◆ EXTRACT PROVIDED:
• • • • • • •

Besides that, there is no evidence that the vaccines approved so far actually reduce the virus’ transmission. Evidence of transmission reduction is currently very scarce.

And we still don’t know how useful vaccines will be for individual and public health, because Phase III studies have yet to be completed and a large trial is underway (Phase IV or post-marketing).

The Covid-19 virus seems to mutate very quickly. Where there is immune resistance in the population, the virus “tries” to equally infect the cells and, after many attempts, the strain that manages to overcome the initial obstructions will prevail.

This also happens with other diseases, because those who have had the disease are more resistant to the strain that originally infected them and are instead susceptible to variants.

However, there is a difference: other typical diseases create an immune barrier throughout the respiratory tree, starting with the nasopharynx and mouth (salivary glands and tonsils), while the vaccine, which is injected intramuscularly, creates a more “internal” defence and leaves the mucous membranes unguarded.

• • • • • • •

Region pointing data:
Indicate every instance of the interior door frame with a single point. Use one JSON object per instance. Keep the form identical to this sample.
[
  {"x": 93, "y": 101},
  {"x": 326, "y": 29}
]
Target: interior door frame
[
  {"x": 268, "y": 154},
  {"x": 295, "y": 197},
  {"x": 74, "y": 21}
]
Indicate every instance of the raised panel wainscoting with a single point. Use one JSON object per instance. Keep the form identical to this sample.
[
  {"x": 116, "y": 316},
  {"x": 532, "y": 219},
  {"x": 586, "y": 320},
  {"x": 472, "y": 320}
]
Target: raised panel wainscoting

• • • • • • •

◆ WORK INSTRUCTIONS:
A – List every body part or structure named in the last paragraph of the passage on Covid-19 vaccines, the one beginning "However, there is a difference".
B – Answer these questions using the passage on Covid-19 vaccines:
(i) Which phase of studies has yet to be completed?
(ii) By what route is the vaccine injected?
(iii) To which strain are those who have had the disease more resistant?
C – Continue the passage on Covid-19 vaccines from its final sentence.

◆ TASK-BY-TASK ANSWERS:
A – Respiratory tree, nasopharynx, mouth, salivary glands, tonsils, mucous membranes

B –
(i) Phase III
(ii) Intramuscularly
(iii) The strain that originally infected them

C –
Therefore, in theory, (there are still no studies on this, but preliminary data with monoclonal antibodies seem to confirm it) a virus could instal itself in the airways of a vaccinated subject, without being able to spread inside the body, but it would have all the time to make mutations.

It would then allow the new strain to spread not just in the vaccinated body but can also be transmitted to others. Even if this happens in just a few cases, it’ll be enough for the mutated strain to spread among the population, vaccinated and unvaccinated.

This is one of the reasons why we shouldn’t rely only on mass vaccinations to overcome the pandemic. Better to integrate with other forms of prevention and effective therapies, even if not decisive, which prevent aggravation of the situation (for example, the fight against the HIV virus was almost won without vaccines but with information, hygiene and good drugs).

As mentioned earlier, the vaccine passport would be a discriminatory choice because it would penalise those who for legitimate personal reasons, such as conditions predisposing to allergies or cardiovascular diseases (let’s not forget that these vaccines can interact with the receptors and enzymes that control blood pressure), choose not to adhere to a vaccination plan where the result is still uncertain, both for the individual and community.

If it were adopted for entry into public places or the use of public transport, the pass would be unnecessarily discriminatory. In fact, those who have been vaccinated should not have anything to fear when coming into contact with those who have not, even more so if they are healthy and follow the standard operating procedures.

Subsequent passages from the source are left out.